[Text Boundary: Start]

The LLM Layer in Tavus enables your persona to generate intelligent, context-aware responses. You can use Tavus-hosted models or connect your own OpenAI-compatible LLM.

Tavus-Hosted Models

1. model

Select one of the available models:

tavus-llama is the default model and runs an optimized variant of Llama 3.3 8B.

  • tavus-llama
  • tavus-gpt-4o
  • tavus-gpt-4o-mini

Context Window Limit

  • All Tavus-hosted models have a limit of 32,000 tokens.
  • Contexts over 25,000 tokens will experience noticeable performance degradation (slow response times).

Tip: 1 token ≈ 4 characters, therefore 32,000 tokens ≈ 128,000 characters (including spaces and punctuation).

"model": "tavus-gpt-4o"

2. tools

Optionally enable tool calling by defining functions the LLM can invoke.

Please see LLM Tool Calling for more details.

3. speculative_inference

When set to true, the LLM begins processing speech transcriptions before user input ends, improving responsiveness.

"speculative_inference": true

This is field is optional, but recommended for better performance.

Example Configuration

{
  "persona_name": "Health Coach",
  "system_prompt": "You provide wellness tips and encouragement for people pursuing a healthy lifestyle.",
  "context": "You specialize in daily routines, diet advice, and motivational support.",
  "pipeline_mode": "full",
  "default_replica_id": "r665388ec672",
  "layers": {
    "llm": {
      "model": "tavus-gpt-4o",
      "speculative_inference": true
    }
  }
}

Custom LLMs

Prerequisites

To use your own OpenAI-compatible LLM, you’ll need:

  • Model name
  • Base URL
  • API key

Ensure your LLM:

  • Streamable (ie. via SSE)
  • Uses the /chat/completions endpoint

1. model

Name of the custom model you want to use.

"model": "gpt-3.5-turbo"

2. base_url

Base URL of your LLM endpoint.

Do not include route extensions in the base_url.

"base_url": "https://your-llm.com/api/v1"

3. api_key

API key to authenticate with your LLM provider.

"api_key": "your-api-key"

base_url and api_key are required only when using a custom model.

4. tools

Optionally enable tool calling by defining functions the LLM can invoke.

Please see LLM Tool Calling for more details.

5. speculative_inference

When set to true, the LLM begins processing speech transcriptions before user input ends, improving responsiveness.

[Text Boundary: End]
[Supplied records Boundary: Start]

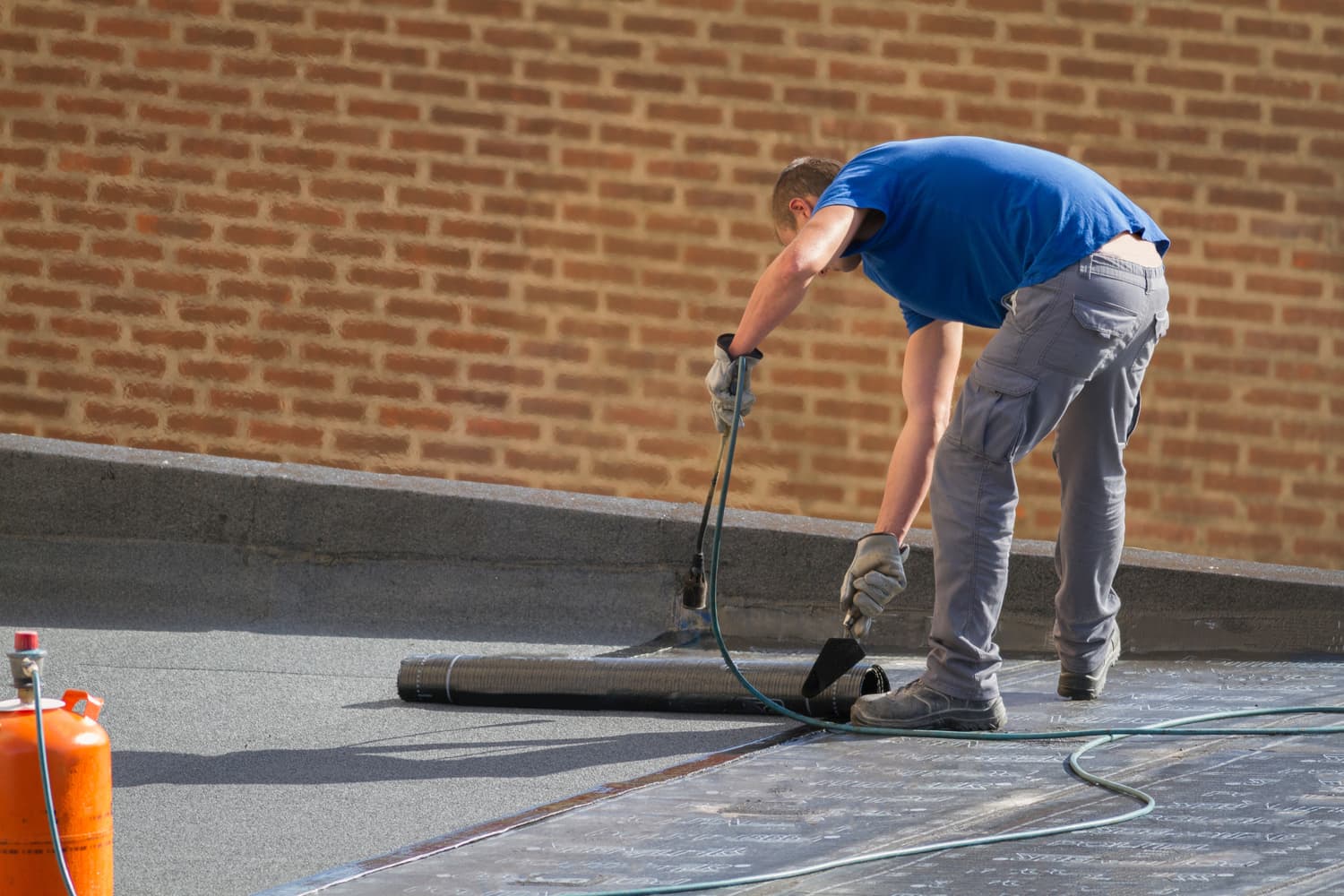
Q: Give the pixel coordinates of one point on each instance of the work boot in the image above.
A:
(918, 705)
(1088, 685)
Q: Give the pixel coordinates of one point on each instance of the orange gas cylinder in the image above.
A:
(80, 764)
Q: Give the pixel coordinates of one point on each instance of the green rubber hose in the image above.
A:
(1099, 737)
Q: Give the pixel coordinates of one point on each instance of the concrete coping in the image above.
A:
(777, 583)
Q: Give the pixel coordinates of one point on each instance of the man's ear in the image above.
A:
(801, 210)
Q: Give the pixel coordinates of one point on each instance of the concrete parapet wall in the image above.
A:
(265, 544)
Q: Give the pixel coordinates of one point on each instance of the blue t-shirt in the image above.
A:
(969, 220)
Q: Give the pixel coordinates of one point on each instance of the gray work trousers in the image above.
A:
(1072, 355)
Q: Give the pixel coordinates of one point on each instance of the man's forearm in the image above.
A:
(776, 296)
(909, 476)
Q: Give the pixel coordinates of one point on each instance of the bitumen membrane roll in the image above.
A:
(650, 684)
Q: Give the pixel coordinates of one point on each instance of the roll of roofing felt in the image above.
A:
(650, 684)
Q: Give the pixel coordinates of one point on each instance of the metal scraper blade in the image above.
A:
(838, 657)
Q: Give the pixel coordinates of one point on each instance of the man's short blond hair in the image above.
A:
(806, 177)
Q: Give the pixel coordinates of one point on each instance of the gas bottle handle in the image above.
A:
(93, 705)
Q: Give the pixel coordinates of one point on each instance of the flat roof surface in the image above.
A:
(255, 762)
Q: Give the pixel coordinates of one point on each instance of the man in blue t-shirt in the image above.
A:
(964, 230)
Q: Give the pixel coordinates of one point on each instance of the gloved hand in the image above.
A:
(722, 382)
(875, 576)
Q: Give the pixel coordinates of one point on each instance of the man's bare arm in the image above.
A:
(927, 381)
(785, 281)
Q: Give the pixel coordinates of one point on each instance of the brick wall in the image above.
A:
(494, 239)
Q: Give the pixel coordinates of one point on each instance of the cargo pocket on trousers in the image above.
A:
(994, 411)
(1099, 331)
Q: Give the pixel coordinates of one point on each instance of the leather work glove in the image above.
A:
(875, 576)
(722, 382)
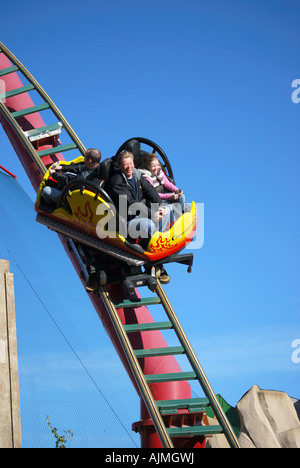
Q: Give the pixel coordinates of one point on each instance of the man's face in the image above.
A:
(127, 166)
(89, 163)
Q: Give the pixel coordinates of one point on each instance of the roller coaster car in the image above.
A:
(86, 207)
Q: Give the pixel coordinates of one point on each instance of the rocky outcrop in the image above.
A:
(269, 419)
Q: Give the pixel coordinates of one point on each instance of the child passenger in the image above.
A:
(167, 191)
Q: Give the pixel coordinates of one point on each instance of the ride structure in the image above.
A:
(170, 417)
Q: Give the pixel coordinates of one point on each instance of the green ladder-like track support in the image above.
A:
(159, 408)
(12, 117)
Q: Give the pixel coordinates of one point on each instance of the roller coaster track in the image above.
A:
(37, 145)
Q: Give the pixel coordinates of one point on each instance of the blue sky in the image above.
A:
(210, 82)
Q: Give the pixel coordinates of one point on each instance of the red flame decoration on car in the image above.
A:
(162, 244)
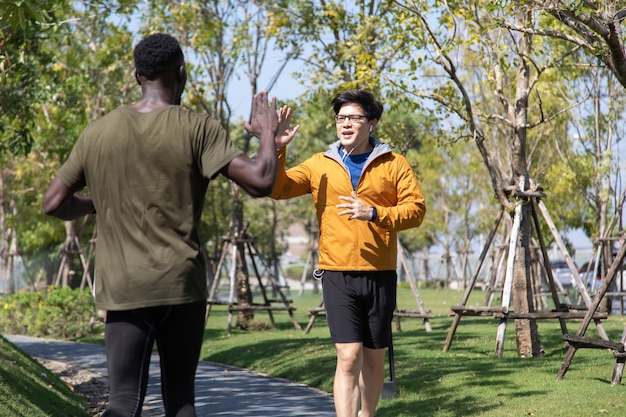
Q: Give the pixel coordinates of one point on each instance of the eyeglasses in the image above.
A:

[Supplied records Boundary: End]
[Supplied records Boundary: Start]

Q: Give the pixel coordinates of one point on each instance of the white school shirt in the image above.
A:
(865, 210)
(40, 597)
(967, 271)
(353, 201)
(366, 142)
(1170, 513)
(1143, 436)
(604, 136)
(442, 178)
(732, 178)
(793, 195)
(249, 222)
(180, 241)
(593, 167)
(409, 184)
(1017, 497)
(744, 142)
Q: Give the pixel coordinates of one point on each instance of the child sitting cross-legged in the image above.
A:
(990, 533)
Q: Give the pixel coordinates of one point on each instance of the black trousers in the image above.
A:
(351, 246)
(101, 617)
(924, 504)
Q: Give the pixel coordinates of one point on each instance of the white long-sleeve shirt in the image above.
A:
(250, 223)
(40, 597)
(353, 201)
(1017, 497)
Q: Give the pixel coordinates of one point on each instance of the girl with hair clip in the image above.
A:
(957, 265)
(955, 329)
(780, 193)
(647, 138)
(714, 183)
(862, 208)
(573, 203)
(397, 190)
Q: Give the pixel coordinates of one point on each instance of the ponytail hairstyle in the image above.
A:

[Supplied records Boundary: End]

Continue the documentation on the Tavus LLM layer, starting right after its last sentence.

"speculative_inference": true

This is field is optional, but recommended for better performance.

6. headers

Optional headers for authenticating with your LLM.

"headers": {
  "Authorization": "Bearer your-api-key"
}

This field is optional, depending on your LLM model.

7. extra_body

Add parameters to customize the LLM request, such as temperature.

"extra_body": {
  "temperature": 0.5
}

This is field is optional.

Example Configuration

{
  "persona_name": "Storyteller",
  "system_prompt": "You are a storyteller who entertains people of all ages.",
  "context": "Your favorite stories include Little Red Riding Hood and The Three Little Pigs.",
  "pipeline_mode": "full",
  "default_replica_id": "r665388ec672",
  "layers": {
    "llm": {
      "model": "gpt-3.5-turbo",
      "base_url": "https://api.openai.com/v1",
      "api_key": "your-api-key",
      "speculative_inference": true
    }
  }
}

Refer to the Create Persona API for a full list of supported fields.

Perception

When using the raven-0 perception model with a custom LLM, your LLM will receive system messages containing visual context extracted from the user’s video input.

{
    "role": "system",
    "content": "<user_appearance>...</user_appearance> <user_emotions>...</user_emotions> <user_screenshare>...</user_screenshare>"
}

Basic Perception model

If you use the Basic perception model, your LLM will receive the following user messages (instead of a system message):

{
    "role": "user",
    "content": "USER_SPEECH: ... VISUAL_SCENE: ..."
}

Disabled Perception model

If you disable the perception model, your LLM will not receive any special messages.